> _TASK INSTRUCTIONS_
1: Answer these questions from the book review:
(a) At roughly what time did the reviewer finish reading the novel?
(b) How old is the narrator, Lawrence?
(c) In which city did Hannah live during her student days?
2: In the book review, how would you turn the paragraph that begins "I enjoyed the novel greatly" into a short bulleted list that keeps its main facts?
3: Go on with the book review from the point where it stops.

> _SOURCE DOCUMENT_
= Beginning of Section =

Tuesday, 24 November 2009

All Roads Lead To Rome

Early this morning – about eight – I finished reading Matthew Kneale’s When We Were Romans. I adored his previous novel, English Passengers, and would rate it up there with David Copperfield and Nineteen Eighty-Four, it’s that good. He’s the son of science fiction horror genius Nigel Kneale, and the writer of the Mog books, Judith Kerr. So he has literature in his DNA.

I enjoyed the novel greatly, with reservations. It’s beautifully written, narrated from the point of view of Lawrence, a boy of nine – which immediately would provoke a lazy reviewer to mention The Curious Incident, as I have just done. But the similarity is superficial. Kneale perfectly captures not just the voice and erratic punctuation and spelling of a young boy, but also his mental processes as he struggles to make sense of the world. The novel’s other great strength is the characterisation, of Lawrence, obsessed with space, his Hideous Histories books, and Tintin; his sister Jemima and his mother Hannah. The story begins with Hannah concerned that her ex-husband is stalking them, leading her to decide, on the spur of the moment, that they should move to Rome (where she lived during her student days, and where she has friends).

= End of Section =

(Free-text object descriptions)
= Beginning of Section =

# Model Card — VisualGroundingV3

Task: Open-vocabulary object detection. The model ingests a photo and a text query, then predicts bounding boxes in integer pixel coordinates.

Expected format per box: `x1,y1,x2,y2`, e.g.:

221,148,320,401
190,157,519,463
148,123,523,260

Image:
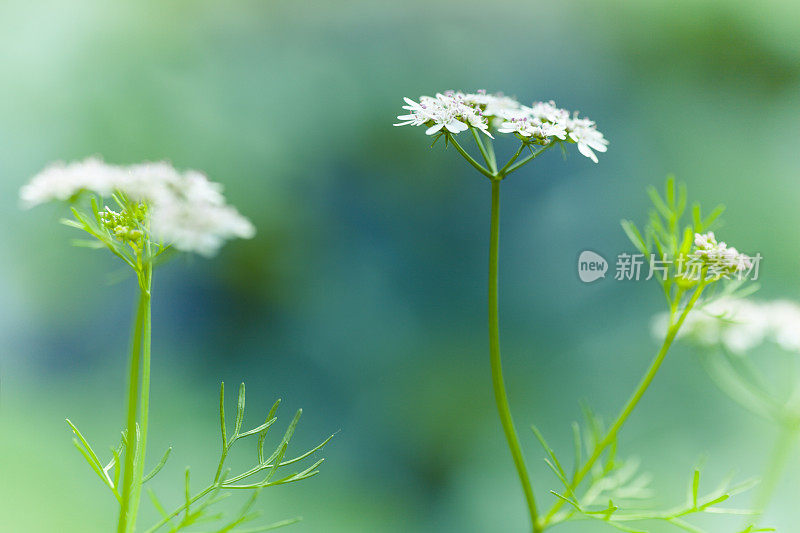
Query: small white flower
689,231,752,274
19,157,125,208
569,127,608,163
20,158,255,256
395,91,608,163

= End of Section =

> _RESULTS BY TASK_
1:
(a) About eight in the morning.
(b) Nine.
(c) Rome.

2:
- The reviewer enjoyed the novel greatly, with reservations.
- It is beautifully written and narrated by Lawrence, a nine-year-old boy.
- A comparison with The Curious Incident is superficial.
- Kneale captures the boy's voice, his erratic punctuation and spelling, and his mental processes as he tries to make sense of the world.
- Another strength is the characterization of Lawrence (obsessed with space, his Hideous Histories books and Tintin), his sister Jemima and his mother Hannah.
- Hannah fears her ex-husband is stalking them. On the spur of the moment, she decides they should move to Rome, where she lived as a student and has friends.

3:
The novel then concerns the family’s haphazard attempts to find somewhere to live, shifting from flat to flat on a daily basis, with Hannah rapidly running out of money and goodwill; but what it really chronicles, through Lawrence’s point of view, is his mother’s mental illness. She’s suffering from depression and paranoid schizophrenia.

Which is my reservation with the novel. Humorous, engaging, brilliantly written and well-observed as it is, it’s so relentlessly heartbreaking that it’s quite tough to read; it reminded me of The Old Curiosity Shop, with Little Nell breaking down in tears every three pages.